### What the task asks
Repeat the full listing exactly.

### Dataset records
+ + + +
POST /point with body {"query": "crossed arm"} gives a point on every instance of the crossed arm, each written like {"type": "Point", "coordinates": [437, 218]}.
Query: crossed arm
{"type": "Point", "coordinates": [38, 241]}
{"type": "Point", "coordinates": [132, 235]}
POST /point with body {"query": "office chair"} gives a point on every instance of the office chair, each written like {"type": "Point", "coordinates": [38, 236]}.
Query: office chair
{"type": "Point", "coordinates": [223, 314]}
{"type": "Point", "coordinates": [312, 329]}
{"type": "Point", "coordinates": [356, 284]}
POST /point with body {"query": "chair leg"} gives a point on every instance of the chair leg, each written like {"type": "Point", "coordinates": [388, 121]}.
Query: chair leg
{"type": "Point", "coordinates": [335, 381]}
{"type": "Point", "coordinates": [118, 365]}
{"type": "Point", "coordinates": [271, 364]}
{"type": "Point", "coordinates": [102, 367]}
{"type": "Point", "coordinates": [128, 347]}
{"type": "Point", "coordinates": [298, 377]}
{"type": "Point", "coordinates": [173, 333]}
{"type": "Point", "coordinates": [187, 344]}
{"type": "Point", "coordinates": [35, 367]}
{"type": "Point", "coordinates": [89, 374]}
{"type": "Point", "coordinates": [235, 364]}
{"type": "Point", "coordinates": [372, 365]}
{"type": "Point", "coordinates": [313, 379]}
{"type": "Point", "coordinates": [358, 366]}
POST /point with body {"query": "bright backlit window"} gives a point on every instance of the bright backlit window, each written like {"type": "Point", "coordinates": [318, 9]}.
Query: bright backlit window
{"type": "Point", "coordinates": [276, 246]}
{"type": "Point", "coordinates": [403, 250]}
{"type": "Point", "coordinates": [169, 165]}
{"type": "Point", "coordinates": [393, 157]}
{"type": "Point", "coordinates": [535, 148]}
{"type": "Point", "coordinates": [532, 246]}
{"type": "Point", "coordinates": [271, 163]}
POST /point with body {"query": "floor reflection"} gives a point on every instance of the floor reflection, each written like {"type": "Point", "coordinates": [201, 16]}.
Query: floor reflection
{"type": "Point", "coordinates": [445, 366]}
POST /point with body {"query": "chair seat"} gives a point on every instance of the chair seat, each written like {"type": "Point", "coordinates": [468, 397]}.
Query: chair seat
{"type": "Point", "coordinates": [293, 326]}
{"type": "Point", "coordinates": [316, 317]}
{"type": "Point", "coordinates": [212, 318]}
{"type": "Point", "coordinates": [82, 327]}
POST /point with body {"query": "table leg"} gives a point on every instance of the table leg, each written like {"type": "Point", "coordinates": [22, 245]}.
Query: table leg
+ + + +
### Answer for this exercise
POST /point with body {"query": "crossed arm"} gives a point on every instance of the crossed arm, each written like {"type": "Point", "coordinates": [437, 218]}.
Query: crossed arm
{"type": "Point", "coordinates": [38, 241]}
{"type": "Point", "coordinates": [132, 235]}
POST /point with body {"query": "office chair"} gives a point on every instance of the office chair, each written like {"type": "Point", "coordinates": [38, 236]}.
Query: office chair
{"type": "Point", "coordinates": [223, 314]}
{"type": "Point", "coordinates": [312, 329]}
{"type": "Point", "coordinates": [356, 284]}
POST /point with body {"query": "chair leg"} gives a point on every instance of the chair leg, each written like {"type": "Point", "coordinates": [388, 121]}.
Query: chair leg
{"type": "Point", "coordinates": [335, 381]}
{"type": "Point", "coordinates": [118, 365]}
{"type": "Point", "coordinates": [271, 364]}
{"type": "Point", "coordinates": [102, 367]}
{"type": "Point", "coordinates": [128, 347]}
{"type": "Point", "coordinates": [298, 377]}
{"type": "Point", "coordinates": [173, 333]}
{"type": "Point", "coordinates": [187, 344]}
{"type": "Point", "coordinates": [35, 367]}
{"type": "Point", "coordinates": [89, 374]}
{"type": "Point", "coordinates": [235, 364]}
{"type": "Point", "coordinates": [372, 365]}
{"type": "Point", "coordinates": [313, 379]}
{"type": "Point", "coordinates": [358, 366]}
POST /point with body {"query": "bright backlit window"} gives a point on every instance of the bright backlit window, each written like {"type": "Point", "coordinates": [318, 9]}.
Query: bright backlit window
{"type": "Point", "coordinates": [276, 246]}
{"type": "Point", "coordinates": [403, 250]}
{"type": "Point", "coordinates": [169, 165]}
{"type": "Point", "coordinates": [393, 157]}
{"type": "Point", "coordinates": [535, 148]}
{"type": "Point", "coordinates": [532, 246]}
{"type": "Point", "coordinates": [271, 163]}
POST /point with body {"query": "floor reflection"} gives a point on every instance of the floor reflection, each written like {"type": "Point", "coordinates": [201, 16]}.
Query: floor reflection
{"type": "Point", "coordinates": [445, 366]}
POST /point with body {"query": "chair seat"} gives a point on every instance of the chair seat, each written like {"type": "Point", "coordinates": [468, 397]}.
Query: chair seat
{"type": "Point", "coordinates": [293, 326]}
{"type": "Point", "coordinates": [316, 317]}
{"type": "Point", "coordinates": [212, 318]}
{"type": "Point", "coordinates": [82, 327]}
POST /point with body {"query": "table leg"} gives a point on every instance of the table leg, each written like {"type": "Point", "coordinates": [22, 245]}.
Query: table leg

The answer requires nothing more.